Questions:
• a. In the plantar reflex excerpt, what did Babinski use to elicit the reflex?
• b. List every person or group of people named in the plantar reflex excerpt.
• c. Continue the plantar reflex excerpt from its last sentence.

Excerpt:
PLANTAR REFLEX This reflex, described by Babinski originally as an up-going large toe and fanning of the other toes, was elicited using a goose quill. After a 10-year dispute with Sherrington and the English neurophysiologists, Babinski settled for motion of the large toe alone but supposedly still carried the goose quill. Observing the movement of the other toes can occasionally prove helpful, however, when the response of the large toe is in doubt. Asymmetry of the plantar reflexes should be observed and recorded.
A strong or painful stimulus is not needed to elicit the plantar reflex. A gentle sensory stimulus from the heel towards the toes in the distribution of S1 in the lateral foot will suffice. If the plantar response is contaminated by withdrawal, externally rotating the leg, so that the lateral knee lies on the stretcher, does much toward minimizing the effects of withdrawal.

Data to examine:
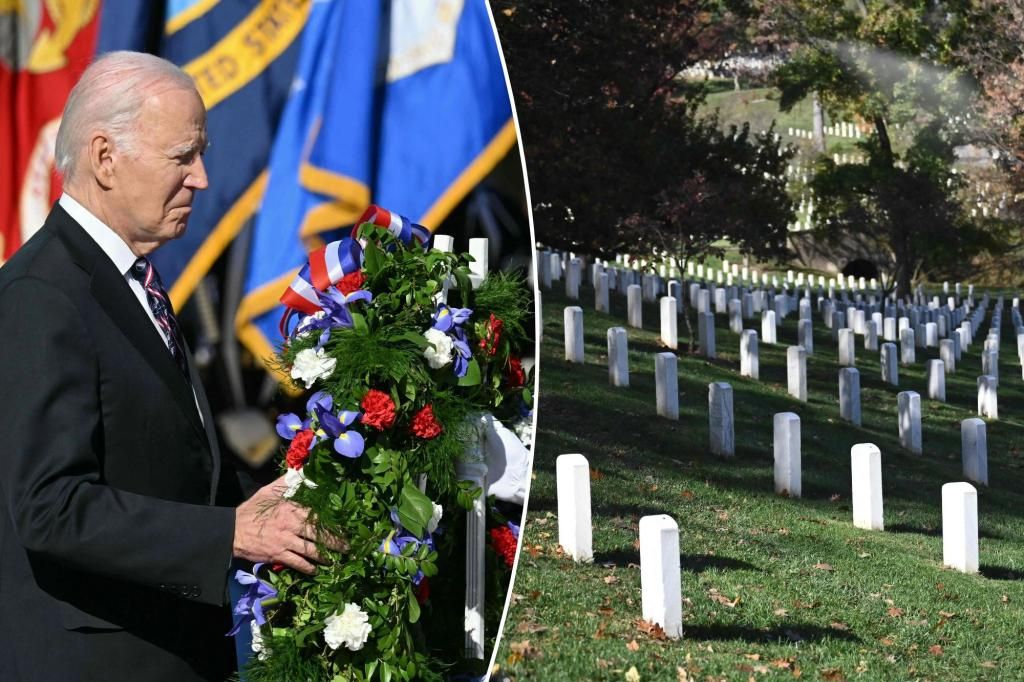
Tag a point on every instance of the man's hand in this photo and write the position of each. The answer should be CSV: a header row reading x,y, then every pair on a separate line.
x,y
272,529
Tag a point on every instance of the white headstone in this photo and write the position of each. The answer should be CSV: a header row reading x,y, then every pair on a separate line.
x,y
947,355
572,317
749,357
721,419
572,483
974,444
786,436
909,421
849,394
670,321
660,591
865,469
960,526
601,294
796,371
634,306
706,334
846,347
619,358
768,329
988,403
936,381
667,385
906,346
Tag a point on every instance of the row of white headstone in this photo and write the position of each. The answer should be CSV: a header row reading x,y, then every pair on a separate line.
x,y
660,578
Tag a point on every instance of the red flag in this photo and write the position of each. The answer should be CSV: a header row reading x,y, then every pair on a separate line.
x,y
40,61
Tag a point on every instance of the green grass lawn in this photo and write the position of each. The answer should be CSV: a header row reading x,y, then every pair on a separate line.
x,y
773,588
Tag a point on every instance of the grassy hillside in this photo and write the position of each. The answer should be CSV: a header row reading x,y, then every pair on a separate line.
x,y
773,587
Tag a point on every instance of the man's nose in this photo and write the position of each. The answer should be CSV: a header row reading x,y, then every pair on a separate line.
x,y
197,178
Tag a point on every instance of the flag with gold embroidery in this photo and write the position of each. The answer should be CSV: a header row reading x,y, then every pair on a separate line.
x,y
401,103
242,55
44,47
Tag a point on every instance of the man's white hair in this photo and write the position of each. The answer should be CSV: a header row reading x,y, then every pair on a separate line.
x,y
109,96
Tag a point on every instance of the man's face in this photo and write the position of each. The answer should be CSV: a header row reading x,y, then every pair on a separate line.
x,y
155,186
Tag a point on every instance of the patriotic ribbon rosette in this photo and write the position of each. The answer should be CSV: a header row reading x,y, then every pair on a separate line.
x,y
401,356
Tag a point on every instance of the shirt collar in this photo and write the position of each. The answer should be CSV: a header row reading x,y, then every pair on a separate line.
x,y
109,241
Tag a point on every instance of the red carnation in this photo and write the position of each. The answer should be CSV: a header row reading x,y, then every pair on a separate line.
x,y
351,282
493,335
423,591
424,423
515,374
505,544
298,452
378,410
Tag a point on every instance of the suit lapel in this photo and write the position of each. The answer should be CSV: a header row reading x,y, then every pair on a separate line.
x,y
115,296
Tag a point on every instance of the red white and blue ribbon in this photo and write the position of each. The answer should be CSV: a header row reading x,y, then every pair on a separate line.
x,y
330,263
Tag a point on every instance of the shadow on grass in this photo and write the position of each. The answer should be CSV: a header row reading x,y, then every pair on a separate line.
x,y
690,563
793,632
1001,572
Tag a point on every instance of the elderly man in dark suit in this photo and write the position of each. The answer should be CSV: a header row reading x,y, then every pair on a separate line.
x,y
116,534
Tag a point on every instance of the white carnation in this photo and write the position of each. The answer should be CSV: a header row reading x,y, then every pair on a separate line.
x,y
350,628
294,478
435,517
439,352
311,365
258,648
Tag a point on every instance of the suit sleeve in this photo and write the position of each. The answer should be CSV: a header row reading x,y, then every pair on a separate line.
x,y
51,457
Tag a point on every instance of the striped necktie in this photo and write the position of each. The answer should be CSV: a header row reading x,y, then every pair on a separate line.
x,y
145,274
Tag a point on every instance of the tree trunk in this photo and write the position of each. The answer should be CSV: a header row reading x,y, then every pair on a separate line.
x,y
819,124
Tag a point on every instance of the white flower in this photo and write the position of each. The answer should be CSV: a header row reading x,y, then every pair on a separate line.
x,y
294,478
258,647
435,517
351,628
439,353
311,365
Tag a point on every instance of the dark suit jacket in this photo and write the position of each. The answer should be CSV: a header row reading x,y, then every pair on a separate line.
x,y
113,554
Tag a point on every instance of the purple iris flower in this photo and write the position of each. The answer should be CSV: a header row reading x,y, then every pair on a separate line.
x,y
445,317
462,352
347,443
250,606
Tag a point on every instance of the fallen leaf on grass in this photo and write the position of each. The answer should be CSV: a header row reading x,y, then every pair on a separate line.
x,y
522,651
652,630
722,599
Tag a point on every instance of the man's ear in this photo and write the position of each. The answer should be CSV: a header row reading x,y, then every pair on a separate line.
x,y
101,160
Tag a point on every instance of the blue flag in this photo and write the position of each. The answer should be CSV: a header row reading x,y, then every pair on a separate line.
x,y
402,103
243,56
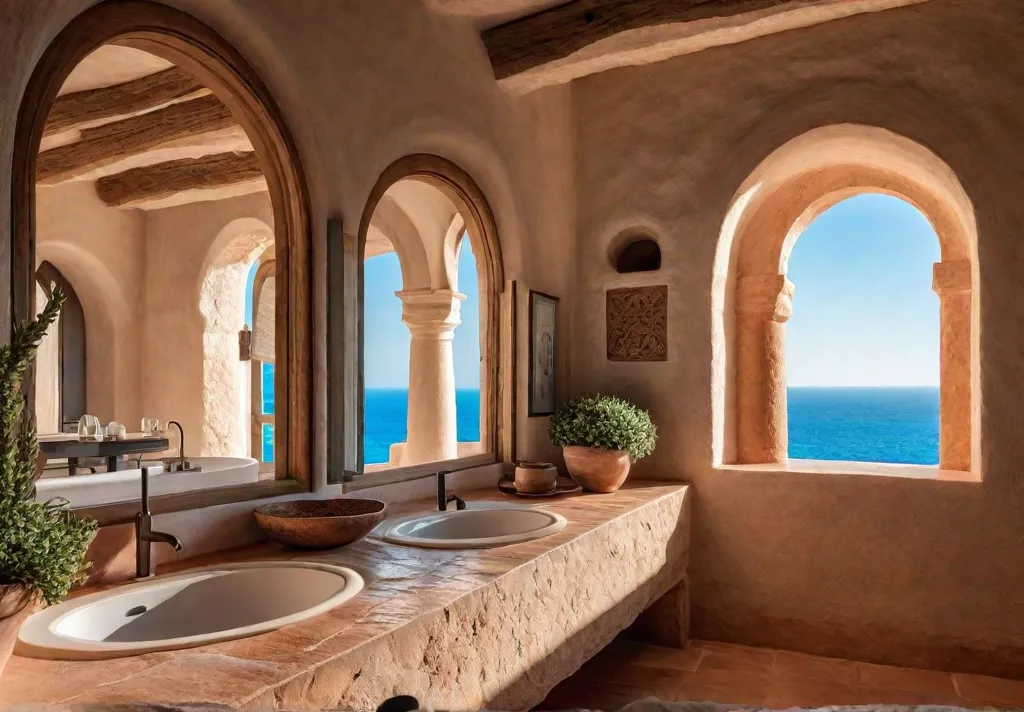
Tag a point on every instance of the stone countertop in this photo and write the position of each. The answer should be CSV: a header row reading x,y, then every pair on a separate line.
x,y
460,629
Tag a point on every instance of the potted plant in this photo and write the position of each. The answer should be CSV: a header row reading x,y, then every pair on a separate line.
x,y
600,436
42,544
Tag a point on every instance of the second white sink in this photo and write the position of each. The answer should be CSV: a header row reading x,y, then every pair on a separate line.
x,y
198,608
478,527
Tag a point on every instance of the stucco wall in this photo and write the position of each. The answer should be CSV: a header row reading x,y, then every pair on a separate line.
x,y
900,571
101,253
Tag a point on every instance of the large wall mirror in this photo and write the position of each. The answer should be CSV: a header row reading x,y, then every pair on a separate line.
x,y
150,201
429,309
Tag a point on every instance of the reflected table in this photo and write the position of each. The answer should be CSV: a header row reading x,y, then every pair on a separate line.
x,y
112,451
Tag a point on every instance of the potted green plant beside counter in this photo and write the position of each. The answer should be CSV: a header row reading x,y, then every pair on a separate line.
x,y
42,544
600,437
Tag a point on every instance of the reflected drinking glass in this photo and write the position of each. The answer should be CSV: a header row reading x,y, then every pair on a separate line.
x,y
89,428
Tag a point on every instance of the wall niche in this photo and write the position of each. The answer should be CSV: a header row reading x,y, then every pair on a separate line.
x,y
639,253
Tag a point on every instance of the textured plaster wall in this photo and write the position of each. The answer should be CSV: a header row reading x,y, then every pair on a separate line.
x,y
198,261
900,571
101,252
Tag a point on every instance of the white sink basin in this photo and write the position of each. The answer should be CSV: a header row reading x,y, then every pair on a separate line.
x,y
198,608
474,528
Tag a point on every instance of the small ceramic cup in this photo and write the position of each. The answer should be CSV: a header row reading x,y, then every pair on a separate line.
x,y
536,477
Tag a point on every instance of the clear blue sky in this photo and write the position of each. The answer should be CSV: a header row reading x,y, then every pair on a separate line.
x,y
864,312
386,338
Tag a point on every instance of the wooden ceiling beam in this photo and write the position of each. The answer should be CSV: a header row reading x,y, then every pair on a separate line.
x,y
108,143
165,179
582,37
557,33
127,98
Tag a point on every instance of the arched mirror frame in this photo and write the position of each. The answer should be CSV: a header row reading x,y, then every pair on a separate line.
x,y
188,43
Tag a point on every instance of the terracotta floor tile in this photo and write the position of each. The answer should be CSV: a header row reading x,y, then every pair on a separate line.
x,y
735,658
808,692
725,687
685,660
887,677
802,665
992,690
658,681
608,697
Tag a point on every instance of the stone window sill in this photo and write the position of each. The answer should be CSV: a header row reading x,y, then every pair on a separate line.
x,y
875,469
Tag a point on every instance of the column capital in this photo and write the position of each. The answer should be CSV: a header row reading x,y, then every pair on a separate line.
x,y
951,278
769,296
431,312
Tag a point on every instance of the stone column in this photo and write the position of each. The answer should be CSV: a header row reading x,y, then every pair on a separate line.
x,y
764,303
431,317
951,281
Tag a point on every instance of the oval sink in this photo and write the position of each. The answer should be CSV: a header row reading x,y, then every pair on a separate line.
x,y
474,528
198,608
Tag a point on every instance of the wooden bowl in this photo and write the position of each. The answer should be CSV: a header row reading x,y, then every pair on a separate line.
x,y
320,524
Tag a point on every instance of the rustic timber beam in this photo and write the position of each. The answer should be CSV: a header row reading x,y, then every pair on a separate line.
x,y
555,34
111,142
137,95
581,37
165,179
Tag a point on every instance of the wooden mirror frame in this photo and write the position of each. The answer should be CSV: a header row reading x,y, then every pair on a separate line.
x,y
188,43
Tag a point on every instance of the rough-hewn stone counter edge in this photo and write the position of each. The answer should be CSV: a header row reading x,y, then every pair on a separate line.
x,y
459,629
506,644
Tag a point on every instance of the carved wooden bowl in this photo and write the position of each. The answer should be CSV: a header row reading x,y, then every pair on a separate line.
x,y
323,524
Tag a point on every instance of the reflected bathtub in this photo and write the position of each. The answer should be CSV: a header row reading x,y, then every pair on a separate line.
x,y
124,486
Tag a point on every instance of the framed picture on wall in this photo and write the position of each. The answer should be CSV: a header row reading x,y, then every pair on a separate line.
x,y
543,321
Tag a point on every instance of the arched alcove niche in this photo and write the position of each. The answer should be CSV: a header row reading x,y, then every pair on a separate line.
x,y
196,48
752,297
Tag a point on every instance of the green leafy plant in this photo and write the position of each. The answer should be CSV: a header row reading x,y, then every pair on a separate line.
x,y
42,544
606,422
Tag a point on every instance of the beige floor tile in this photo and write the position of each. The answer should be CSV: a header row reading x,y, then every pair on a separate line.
x,y
888,677
992,690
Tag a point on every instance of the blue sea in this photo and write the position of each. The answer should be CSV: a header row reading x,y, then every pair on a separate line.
x,y
898,425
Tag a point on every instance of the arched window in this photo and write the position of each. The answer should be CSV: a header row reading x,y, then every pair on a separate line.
x,y
431,281
262,363
60,362
754,297
862,345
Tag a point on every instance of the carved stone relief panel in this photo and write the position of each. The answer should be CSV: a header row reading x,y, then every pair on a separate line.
x,y
638,324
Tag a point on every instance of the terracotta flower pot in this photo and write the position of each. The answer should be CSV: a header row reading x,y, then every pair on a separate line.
x,y
16,603
596,469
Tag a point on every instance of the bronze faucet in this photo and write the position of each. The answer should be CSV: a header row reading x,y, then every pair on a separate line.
x,y
144,536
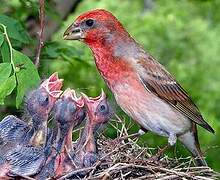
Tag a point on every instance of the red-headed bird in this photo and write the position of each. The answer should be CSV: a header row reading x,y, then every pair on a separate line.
x,y
142,87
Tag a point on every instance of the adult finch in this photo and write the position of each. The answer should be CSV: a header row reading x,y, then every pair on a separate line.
x,y
142,87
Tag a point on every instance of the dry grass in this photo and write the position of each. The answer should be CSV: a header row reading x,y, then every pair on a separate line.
x,y
122,159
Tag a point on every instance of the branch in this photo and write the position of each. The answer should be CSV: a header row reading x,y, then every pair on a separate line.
x,y
40,41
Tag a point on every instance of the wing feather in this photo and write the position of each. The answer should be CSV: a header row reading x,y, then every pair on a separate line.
x,y
160,82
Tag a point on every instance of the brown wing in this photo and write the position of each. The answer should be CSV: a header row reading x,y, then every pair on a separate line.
x,y
159,81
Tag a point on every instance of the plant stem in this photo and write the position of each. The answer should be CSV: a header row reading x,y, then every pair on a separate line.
x,y
40,41
10,46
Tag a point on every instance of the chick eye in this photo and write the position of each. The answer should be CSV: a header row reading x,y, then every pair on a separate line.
x,y
72,108
89,22
43,100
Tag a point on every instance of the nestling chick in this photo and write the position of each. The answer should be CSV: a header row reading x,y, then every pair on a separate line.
x,y
39,103
26,147
68,113
98,112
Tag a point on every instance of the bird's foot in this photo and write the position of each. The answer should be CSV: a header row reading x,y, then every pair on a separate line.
x,y
157,156
172,139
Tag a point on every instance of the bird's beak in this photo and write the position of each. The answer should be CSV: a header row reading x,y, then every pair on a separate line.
x,y
73,32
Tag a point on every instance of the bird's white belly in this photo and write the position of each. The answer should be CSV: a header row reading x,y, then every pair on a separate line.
x,y
150,111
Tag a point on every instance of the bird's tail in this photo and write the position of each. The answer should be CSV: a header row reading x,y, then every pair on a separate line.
x,y
190,140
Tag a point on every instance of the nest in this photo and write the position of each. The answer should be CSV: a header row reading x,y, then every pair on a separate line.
x,y
123,158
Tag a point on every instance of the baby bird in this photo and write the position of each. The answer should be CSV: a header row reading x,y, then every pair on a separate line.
x,y
98,112
69,113
38,104
25,147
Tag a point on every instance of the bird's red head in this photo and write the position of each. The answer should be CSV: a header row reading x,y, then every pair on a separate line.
x,y
95,27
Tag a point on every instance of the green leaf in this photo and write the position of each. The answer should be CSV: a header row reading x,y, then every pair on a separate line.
x,y
5,71
27,76
1,39
14,29
5,52
6,88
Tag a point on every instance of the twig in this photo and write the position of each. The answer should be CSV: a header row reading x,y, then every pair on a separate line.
x,y
75,172
40,41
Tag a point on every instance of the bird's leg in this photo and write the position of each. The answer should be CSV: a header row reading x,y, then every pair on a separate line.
x,y
171,141
141,132
159,153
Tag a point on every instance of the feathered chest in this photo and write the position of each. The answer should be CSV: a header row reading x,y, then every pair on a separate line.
x,y
112,69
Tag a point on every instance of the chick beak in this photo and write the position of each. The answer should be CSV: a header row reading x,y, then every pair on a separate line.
x,y
73,32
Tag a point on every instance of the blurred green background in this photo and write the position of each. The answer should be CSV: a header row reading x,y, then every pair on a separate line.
x,y
184,35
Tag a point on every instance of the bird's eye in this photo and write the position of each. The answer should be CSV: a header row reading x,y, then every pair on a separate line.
x,y
90,22
44,100
103,108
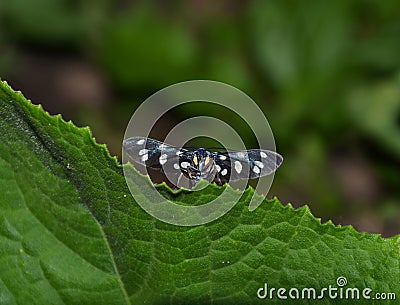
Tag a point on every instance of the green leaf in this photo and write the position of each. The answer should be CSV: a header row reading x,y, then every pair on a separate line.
x,y
71,233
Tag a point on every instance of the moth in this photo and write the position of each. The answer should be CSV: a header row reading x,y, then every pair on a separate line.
x,y
186,167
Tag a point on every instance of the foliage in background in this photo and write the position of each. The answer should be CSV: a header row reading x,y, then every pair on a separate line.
x,y
325,74
71,233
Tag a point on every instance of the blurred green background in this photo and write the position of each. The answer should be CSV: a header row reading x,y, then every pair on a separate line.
x,y
326,74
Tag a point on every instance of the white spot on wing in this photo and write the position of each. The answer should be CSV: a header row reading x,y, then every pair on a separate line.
x,y
240,154
145,157
163,159
184,164
143,151
238,167
256,169
259,164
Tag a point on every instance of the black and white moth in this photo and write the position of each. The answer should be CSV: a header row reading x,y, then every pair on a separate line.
x,y
187,167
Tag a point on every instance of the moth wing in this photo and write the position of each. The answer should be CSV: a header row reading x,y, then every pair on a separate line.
x,y
153,154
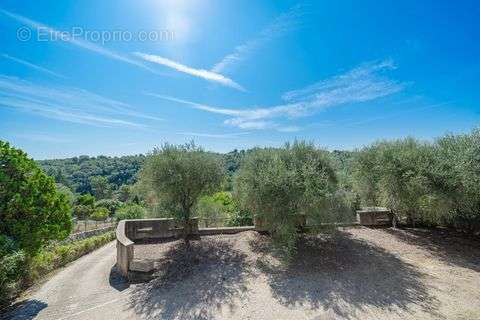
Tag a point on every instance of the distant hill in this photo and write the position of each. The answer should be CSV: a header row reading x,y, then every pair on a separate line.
x,y
76,172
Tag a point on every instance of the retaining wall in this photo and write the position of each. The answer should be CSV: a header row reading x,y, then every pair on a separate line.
x,y
374,217
129,231
87,234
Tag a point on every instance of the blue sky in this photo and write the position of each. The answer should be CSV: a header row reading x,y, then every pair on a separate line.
x,y
120,77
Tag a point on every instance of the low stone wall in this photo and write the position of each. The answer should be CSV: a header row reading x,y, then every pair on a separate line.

Responses:
• a. A goose quill.

• b. Babinski, Sherrington, the English neurophysiologists

• c.
ABDOMINAL REFLEX The abdominal reflex is obtained by gentle scratching as with a broken Q-tip stick in all four abdominal quadrants. The normal response is contraction of the abdominal musculature in that quadrant. The reflex is normally present in people with strong abdominal musculature, but may be absent in older persons or those with abdominal surgery or multiple pregnancies. The normal finding is similar in relevance to a normal plantar response. The chief value of the reflex is when there is asymmetry or loss below a certain level. Finding normal abdominal reflexes in the face of asymmetrical plantar reflexes decreases some concern over the asymmetrical plantar reflexes.
ANAL REFLEX The superficial anal reflex results from a contraction of the levator ani and associated peroneal muscles when perianal skin is scratched on either side. It is lost with damage to S3-S4, segments of the spinal cord or their nerve roots. This reflex, as well as rectal sphincter tone, is important to assess following spinal cord trauma.